▸ Work to complete
A – Repeat the part of the passage about Rilke and the screens starting with "When I read" and going on through "portrait by Manet.".
B – In one to three sentences, explain why the writer of the passage about Rilke and the screens wants to describe the screens the way Rilke writes.
C – Continue the passage about Rilke and the screens, picking up after its final sentence.

When I read this I rememered acutely how it was to scan the screens, each scene within the silk, the distance and nearness of a place so complete. The size of the screens (12 feet long all together) create a visual story that's miniscule in relation to the ground it covers literally.

Rilke goes on:

You can feel what a light green carriage can be on the Pont-Neuf or some red that can't contain itself, or simply a poster on the fire wall of a pearl-gray group of houses. Everything is simplified, reduced to a few regular light planes, like the face in a portrait by Manet.

What he says here reminds me of LaValle's post from yesterday, and of the gold in the screens-all that cloud-shaped gold dividing the story and taking up so much two dimensional space, like the red that can't contain itself.

He continues:

And nothing is insignificant and superfluous. The bouquinistas along the quai are opening their boxes, and the fresh or withered yellow of the books, the violet brown of the volumes, the green of a portfolio: everything is right, is valid, takes part, adds its sound to the ensemble of bright correspondences.

Ah, how sweet an end. I want to describe the screens that way. Not only because of the way he thinks to write, but because his description is apt to fit.

▸ Records

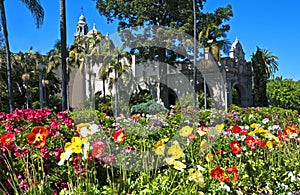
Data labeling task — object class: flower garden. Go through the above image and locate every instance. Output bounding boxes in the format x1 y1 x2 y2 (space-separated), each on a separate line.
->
0 106 300 195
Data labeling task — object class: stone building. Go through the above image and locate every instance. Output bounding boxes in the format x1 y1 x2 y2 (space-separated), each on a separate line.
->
69 15 252 108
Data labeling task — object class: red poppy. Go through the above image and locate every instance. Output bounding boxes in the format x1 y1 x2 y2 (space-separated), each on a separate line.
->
0 133 15 144
245 136 255 147
278 131 289 141
240 128 248 135
26 126 49 148
113 130 126 143
200 125 209 132
284 126 299 135
226 165 238 174
217 150 226 155
92 140 106 158
230 140 242 154
232 125 242 134
257 140 266 148
226 165 239 181
210 167 225 181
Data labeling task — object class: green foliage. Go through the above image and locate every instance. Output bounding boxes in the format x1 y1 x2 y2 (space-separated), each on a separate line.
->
267 77 300 112
251 47 268 107
130 100 168 114
95 95 113 116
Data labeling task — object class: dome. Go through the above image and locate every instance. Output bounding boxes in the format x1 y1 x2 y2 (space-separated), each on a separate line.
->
87 24 102 37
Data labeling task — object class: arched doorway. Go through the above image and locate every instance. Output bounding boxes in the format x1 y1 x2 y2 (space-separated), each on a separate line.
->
231 83 248 107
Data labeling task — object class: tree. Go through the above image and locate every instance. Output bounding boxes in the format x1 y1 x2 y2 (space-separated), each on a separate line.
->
262 49 279 78
96 0 232 107
0 0 44 112
68 36 102 103
60 0 68 111
198 5 233 61
99 48 131 116
251 47 278 106
267 77 300 112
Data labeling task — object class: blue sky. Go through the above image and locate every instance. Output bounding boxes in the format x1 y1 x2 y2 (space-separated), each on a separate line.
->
5 0 300 80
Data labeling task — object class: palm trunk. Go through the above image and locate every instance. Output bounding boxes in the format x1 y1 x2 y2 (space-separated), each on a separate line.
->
102 79 105 97
60 0 68 111
0 0 14 112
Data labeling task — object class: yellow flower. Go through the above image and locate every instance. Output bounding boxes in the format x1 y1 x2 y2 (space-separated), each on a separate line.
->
205 153 214 162
200 139 208 153
168 143 183 159
179 126 193 137
188 169 205 188
266 141 273 148
77 123 100 137
161 137 169 143
250 123 257 129
173 160 186 171
65 137 84 154
154 140 165 155
264 132 279 142
216 123 225 132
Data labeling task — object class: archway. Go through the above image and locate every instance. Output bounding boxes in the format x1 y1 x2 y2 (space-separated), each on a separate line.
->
231 83 248 107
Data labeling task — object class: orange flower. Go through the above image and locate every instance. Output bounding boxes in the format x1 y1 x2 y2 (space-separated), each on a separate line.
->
230 140 242 154
284 126 299 135
26 126 49 148
210 167 230 183
113 130 126 143
0 133 15 144
226 165 239 181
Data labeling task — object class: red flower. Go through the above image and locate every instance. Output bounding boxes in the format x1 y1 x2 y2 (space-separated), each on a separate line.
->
26 126 49 148
113 130 126 143
245 136 255 147
210 167 225 181
240 128 248 135
284 126 299 135
0 133 15 144
217 150 226 155
92 140 106 158
226 165 239 181
230 140 242 154
278 131 289 141
232 125 242 134
257 140 266 148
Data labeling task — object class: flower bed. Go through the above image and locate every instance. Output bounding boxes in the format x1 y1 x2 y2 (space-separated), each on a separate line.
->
0 107 300 194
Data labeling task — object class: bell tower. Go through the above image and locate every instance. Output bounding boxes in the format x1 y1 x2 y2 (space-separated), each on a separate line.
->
74 14 88 39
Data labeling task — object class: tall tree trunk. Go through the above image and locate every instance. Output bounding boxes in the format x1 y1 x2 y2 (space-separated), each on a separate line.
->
0 0 14 112
60 0 68 111
158 48 169 108
102 79 105 97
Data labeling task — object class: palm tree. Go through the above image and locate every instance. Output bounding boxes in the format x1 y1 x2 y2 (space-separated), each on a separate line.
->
0 0 44 112
99 48 132 116
261 49 279 78
68 36 102 103
60 0 68 110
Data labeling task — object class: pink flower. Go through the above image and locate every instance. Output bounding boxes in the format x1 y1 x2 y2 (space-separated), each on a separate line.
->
53 148 63 159
40 146 50 158
92 140 106 158
113 129 126 143
232 125 242 134
0 133 15 145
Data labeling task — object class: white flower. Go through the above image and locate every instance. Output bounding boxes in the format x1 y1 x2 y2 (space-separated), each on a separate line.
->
58 148 72 166
219 184 230 192
79 124 100 137
83 141 90 159
262 118 269 124
248 114 253 120
197 165 205 171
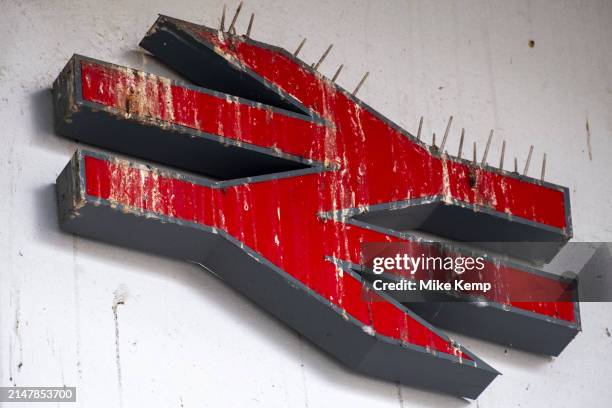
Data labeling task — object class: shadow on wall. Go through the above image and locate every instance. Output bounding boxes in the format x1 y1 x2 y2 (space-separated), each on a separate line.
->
30 81 469 407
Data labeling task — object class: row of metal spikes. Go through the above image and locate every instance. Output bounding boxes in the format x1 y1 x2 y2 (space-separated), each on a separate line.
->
424 116 546 181
219 2 546 181
219 2 370 96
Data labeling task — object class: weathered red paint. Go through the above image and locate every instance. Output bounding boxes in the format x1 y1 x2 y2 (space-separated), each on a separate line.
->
65 20 574 366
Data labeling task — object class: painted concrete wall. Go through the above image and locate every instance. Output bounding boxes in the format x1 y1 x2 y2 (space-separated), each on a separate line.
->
0 0 612 407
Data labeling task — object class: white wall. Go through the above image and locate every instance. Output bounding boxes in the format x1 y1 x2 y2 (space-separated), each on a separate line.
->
0 0 612 408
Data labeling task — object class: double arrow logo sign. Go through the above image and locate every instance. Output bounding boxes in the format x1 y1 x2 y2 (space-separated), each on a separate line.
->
53 16 580 398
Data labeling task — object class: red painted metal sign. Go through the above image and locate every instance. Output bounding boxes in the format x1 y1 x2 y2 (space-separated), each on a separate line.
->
54 16 579 398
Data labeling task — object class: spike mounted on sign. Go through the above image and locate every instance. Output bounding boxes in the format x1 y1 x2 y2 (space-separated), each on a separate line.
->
53 13 580 398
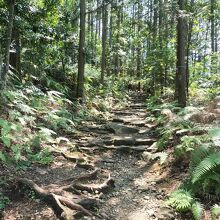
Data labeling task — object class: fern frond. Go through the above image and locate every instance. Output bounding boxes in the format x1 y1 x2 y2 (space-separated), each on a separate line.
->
191 201 204 220
189 145 211 174
192 152 220 183
167 189 193 212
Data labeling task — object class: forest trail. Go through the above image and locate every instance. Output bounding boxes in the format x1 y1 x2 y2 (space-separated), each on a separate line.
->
3 94 186 220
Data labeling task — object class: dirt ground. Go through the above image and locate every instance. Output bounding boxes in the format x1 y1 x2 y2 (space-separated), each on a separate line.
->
1 93 191 220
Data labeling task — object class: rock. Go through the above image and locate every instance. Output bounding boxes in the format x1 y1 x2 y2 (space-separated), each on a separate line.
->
156 207 175 220
161 109 176 121
106 123 139 135
142 151 152 162
113 137 135 146
135 138 156 145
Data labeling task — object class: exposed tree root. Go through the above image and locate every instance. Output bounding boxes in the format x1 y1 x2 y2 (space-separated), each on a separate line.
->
73 176 114 192
16 169 114 220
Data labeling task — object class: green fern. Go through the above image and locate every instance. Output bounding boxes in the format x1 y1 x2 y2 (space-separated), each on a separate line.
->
151 152 169 165
167 189 193 212
189 145 212 174
192 152 220 183
191 201 204 220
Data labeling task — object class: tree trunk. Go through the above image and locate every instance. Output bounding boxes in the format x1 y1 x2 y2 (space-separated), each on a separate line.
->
101 4 108 84
176 0 186 107
0 0 15 90
76 0 86 102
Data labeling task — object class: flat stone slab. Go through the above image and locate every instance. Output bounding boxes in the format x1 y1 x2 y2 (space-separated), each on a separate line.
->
105 123 139 135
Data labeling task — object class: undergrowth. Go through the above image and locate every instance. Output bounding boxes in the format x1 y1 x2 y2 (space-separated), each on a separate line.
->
148 97 220 220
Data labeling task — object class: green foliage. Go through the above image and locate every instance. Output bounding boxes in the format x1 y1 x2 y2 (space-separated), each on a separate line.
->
151 152 169 165
0 192 10 211
211 204 220 220
191 201 204 220
167 189 194 212
157 129 173 151
174 136 205 158
192 152 220 183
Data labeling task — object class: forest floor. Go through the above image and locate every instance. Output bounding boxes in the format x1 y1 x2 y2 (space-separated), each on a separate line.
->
2 94 191 220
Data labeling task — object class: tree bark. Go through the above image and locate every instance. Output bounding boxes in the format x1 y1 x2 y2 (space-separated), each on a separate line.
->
101 4 108 84
0 0 15 90
176 0 186 107
76 0 86 102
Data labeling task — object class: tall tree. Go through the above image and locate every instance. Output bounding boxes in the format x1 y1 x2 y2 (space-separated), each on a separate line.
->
76 0 86 101
0 0 15 90
101 3 108 84
176 0 187 107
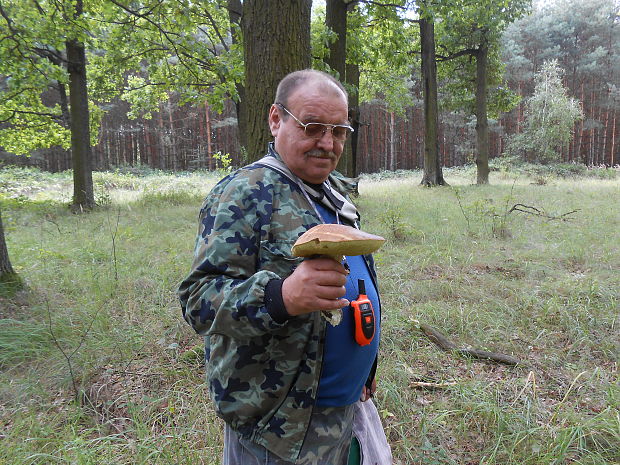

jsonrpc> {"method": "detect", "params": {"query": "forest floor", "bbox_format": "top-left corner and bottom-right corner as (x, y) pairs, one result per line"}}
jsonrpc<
(0, 161), (620, 465)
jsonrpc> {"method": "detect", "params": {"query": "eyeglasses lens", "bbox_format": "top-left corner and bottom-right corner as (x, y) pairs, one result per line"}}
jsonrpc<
(305, 123), (349, 140)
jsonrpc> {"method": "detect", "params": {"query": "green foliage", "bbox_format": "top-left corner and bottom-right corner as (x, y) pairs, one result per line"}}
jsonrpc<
(311, 1), (418, 116)
(506, 61), (583, 164)
(436, 0), (531, 118)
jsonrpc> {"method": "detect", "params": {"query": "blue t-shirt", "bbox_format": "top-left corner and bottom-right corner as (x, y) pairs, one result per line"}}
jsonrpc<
(316, 205), (380, 407)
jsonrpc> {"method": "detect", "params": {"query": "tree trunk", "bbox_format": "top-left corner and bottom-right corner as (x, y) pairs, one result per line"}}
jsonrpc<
(476, 38), (489, 184)
(325, 0), (347, 82)
(0, 210), (21, 290)
(241, 0), (312, 161)
(228, 0), (248, 151)
(325, 0), (359, 177)
(65, 0), (95, 211)
(346, 64), (362, 177)
(420, 18), (446, 187)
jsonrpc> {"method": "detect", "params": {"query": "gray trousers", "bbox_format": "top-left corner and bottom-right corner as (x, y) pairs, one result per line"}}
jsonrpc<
(222, 400), (392, 465)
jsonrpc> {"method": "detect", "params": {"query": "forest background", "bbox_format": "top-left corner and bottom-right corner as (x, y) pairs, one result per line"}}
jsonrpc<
(0, 0), (620, 465)
(0, 0), (620, 175)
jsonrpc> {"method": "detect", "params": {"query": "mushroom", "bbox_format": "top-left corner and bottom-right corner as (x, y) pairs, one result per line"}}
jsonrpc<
(291, 224), (385, 326)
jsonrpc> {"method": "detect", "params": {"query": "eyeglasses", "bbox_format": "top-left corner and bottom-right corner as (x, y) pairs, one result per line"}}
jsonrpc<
(276, 103), (353, 142)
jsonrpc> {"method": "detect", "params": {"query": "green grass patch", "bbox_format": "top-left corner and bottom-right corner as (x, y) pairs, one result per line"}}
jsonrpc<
(0, 166), (620, 465)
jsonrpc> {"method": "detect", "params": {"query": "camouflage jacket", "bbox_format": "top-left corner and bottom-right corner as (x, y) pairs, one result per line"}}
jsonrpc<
(179, 151), (374, 462)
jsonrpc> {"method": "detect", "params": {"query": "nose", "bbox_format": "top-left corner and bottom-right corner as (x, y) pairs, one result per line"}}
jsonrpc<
(316, 128), (334, 152)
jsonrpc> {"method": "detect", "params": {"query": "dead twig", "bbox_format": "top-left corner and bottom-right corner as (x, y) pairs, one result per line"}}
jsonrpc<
(420, 323), (524, 365)
(409, 381), (456, 389)
(508, 203), (579, 221)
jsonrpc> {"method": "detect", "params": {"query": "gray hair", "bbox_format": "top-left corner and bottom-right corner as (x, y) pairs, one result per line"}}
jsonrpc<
(275, 69), (349, 106)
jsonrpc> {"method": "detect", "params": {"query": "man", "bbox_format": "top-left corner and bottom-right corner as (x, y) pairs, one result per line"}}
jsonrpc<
(179, 70), (387, 465)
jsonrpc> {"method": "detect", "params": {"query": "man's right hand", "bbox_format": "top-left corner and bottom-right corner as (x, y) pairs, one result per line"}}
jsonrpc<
(282, 257), (349, 316)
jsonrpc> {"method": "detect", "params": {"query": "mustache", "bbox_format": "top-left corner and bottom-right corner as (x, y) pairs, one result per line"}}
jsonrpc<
(306, 149), (338, 160)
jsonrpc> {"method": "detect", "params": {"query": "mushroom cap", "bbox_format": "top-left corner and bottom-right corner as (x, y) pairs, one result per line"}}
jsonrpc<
(292, 224), (385, 257)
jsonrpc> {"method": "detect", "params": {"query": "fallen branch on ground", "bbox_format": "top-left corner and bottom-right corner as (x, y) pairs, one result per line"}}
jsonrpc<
(508, 203), (579, 221)
(420, 323), (524, 365)
(409, 381), (456, 389)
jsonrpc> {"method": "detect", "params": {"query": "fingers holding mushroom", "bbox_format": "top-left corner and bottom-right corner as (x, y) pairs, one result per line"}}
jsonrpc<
(282, 258), (349, 315)
(282, 224), (385, 326)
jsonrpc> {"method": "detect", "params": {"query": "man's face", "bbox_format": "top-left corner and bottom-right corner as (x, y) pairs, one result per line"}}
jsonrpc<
(269, 82), (348, 184)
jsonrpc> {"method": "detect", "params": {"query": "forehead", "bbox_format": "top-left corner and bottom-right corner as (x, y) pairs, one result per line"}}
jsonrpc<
(288, 82), (348, 123)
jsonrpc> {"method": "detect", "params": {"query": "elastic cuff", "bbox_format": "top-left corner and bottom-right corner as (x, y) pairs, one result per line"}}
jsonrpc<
(264, 279), (292, 323)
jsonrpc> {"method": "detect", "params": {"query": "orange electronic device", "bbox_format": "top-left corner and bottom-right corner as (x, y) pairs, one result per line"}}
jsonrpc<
(351, 279), (375, 346)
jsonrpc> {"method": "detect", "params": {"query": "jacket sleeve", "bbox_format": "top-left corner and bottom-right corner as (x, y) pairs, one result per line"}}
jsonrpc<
(179, 172), (286, 338)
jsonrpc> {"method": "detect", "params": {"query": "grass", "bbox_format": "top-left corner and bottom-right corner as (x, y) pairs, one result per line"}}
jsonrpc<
(0, 162), (620, 465)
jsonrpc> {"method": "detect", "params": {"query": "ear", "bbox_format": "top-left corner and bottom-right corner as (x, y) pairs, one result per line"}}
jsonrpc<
(269, 105), (282, 137)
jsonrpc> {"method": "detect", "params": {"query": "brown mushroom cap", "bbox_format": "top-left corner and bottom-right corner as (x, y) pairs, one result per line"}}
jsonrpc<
(292, 224), (385, 257)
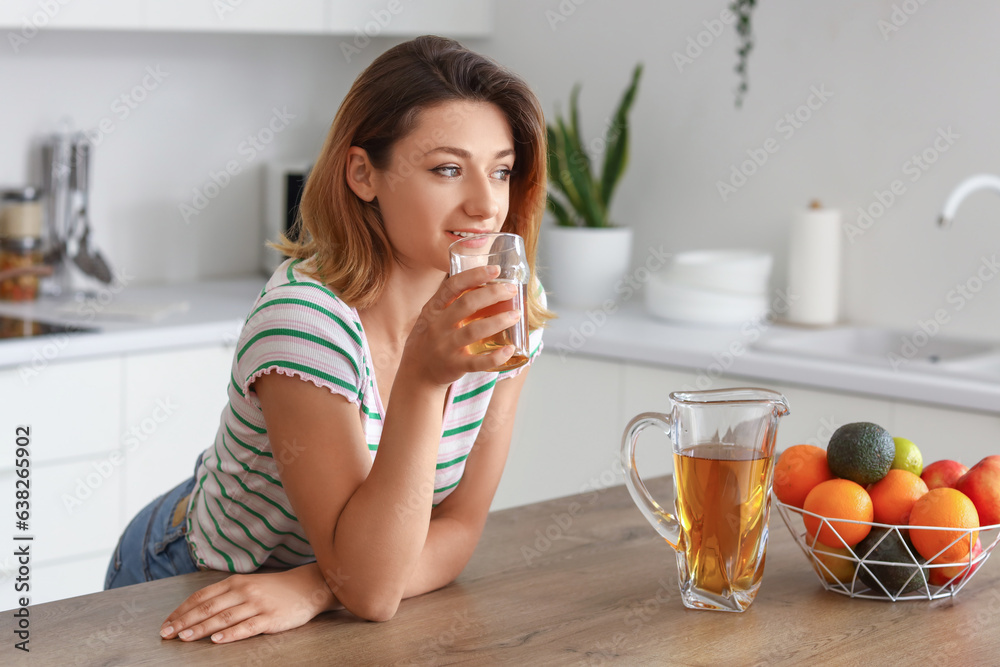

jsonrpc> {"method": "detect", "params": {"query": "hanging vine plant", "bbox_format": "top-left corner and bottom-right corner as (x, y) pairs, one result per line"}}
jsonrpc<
(729, 0), (757, 109)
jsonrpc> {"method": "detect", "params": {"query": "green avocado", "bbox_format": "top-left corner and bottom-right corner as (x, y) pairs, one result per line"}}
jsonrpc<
(826, 422), (896, 486)
(854, 527), (927, 596)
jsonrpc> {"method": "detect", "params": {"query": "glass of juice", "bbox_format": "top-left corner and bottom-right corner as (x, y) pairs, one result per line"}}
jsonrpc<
(449, 233), (531, 371)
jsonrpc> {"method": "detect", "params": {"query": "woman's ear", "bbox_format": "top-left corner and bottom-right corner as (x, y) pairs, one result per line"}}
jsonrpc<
(345, 146), (375, 202)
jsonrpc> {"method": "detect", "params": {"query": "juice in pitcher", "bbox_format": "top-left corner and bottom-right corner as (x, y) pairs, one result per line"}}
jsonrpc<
(674, 443), (771, 604)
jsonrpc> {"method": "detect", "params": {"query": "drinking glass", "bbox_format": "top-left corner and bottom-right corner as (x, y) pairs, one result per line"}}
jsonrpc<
(449, 233), (531, 371)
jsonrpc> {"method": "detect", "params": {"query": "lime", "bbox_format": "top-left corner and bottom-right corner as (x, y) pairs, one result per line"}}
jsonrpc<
(812, 540), (858, 586)
(892, 438), (924, 477)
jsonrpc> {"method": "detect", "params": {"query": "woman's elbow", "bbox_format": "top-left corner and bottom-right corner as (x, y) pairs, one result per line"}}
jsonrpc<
(338, 591), (401, 623)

▸ Results by task
A –
When I read this I rememered acutely how it was to scan the screens, each scene within the silk, the distance and nearness of a place so complete. The size of the screens (12 feet long all together) create a visual story that's miniscule in relation to the ground it covers literally.

Rilke goes on:

You can feel what a light green carriage can be on the Pont-Neuf or some red that can't contain itself, or simply a poster on the fire wall of a pearl-gray group of houses. Everything is simplified, reduced to a few regular light planes, like the face in a portrait by Manet.

B – The writer is drawn not only to the way Rilke thinks to write but also to how well his description fits the screens. His account of colors that all take part in an ensemble of bright correspondences suits them.

C –
Friday, March 27, 2009

Screens -The Shrines of Itsukushima and Wakanoura -- Twenty Percent



Art and studying art fascinate me. A close rival is brain research. How does that gray matter up there work? How is that we can think and smell and hear and see? The New Yorker recently published an article entitled The Itch by writer and surgeon Atul Gawande. In it he talks about how we see.
We can tell if something is liquid or solid, heavy or light, dead or alive. But the information we work from is poor -- a distorted, two-dimensional transmission with entire spots missing. So the mind fills in most of the picture. You can get a sense of this from brain-anatomy studies. If visual sensations were primarily received rather than constructed by the brain, you'd expect that most of the fibres going to the brain's primary visual cortex would come from the retina. Instead, scientists have found that only twenty per cent do; eighty per cent come downward from regions of the brain governing functions like memory. Richard Gregory, a prominent British neuropsychologist, estimates that visual perception is more than ninety per cent memory and less than ten per cent sensory nerve signals.

So if I understand the research correctly we all are seeing objects differently because only ten to twenty percent of the input to the visual cortex comes from the retina. What I see or what Amy sees may be boats and people but what others see may be the colors and shapes like in the image above of the right three panels of the screens. Then they add in other elements from their memories. Sometimes when I first see a complicated image like the screens in the post yesterday (also the image of the week for Week 13), I see blocks of colors and shapes. Even after I realize that there is detail within the image my main impression is the colors and shapes.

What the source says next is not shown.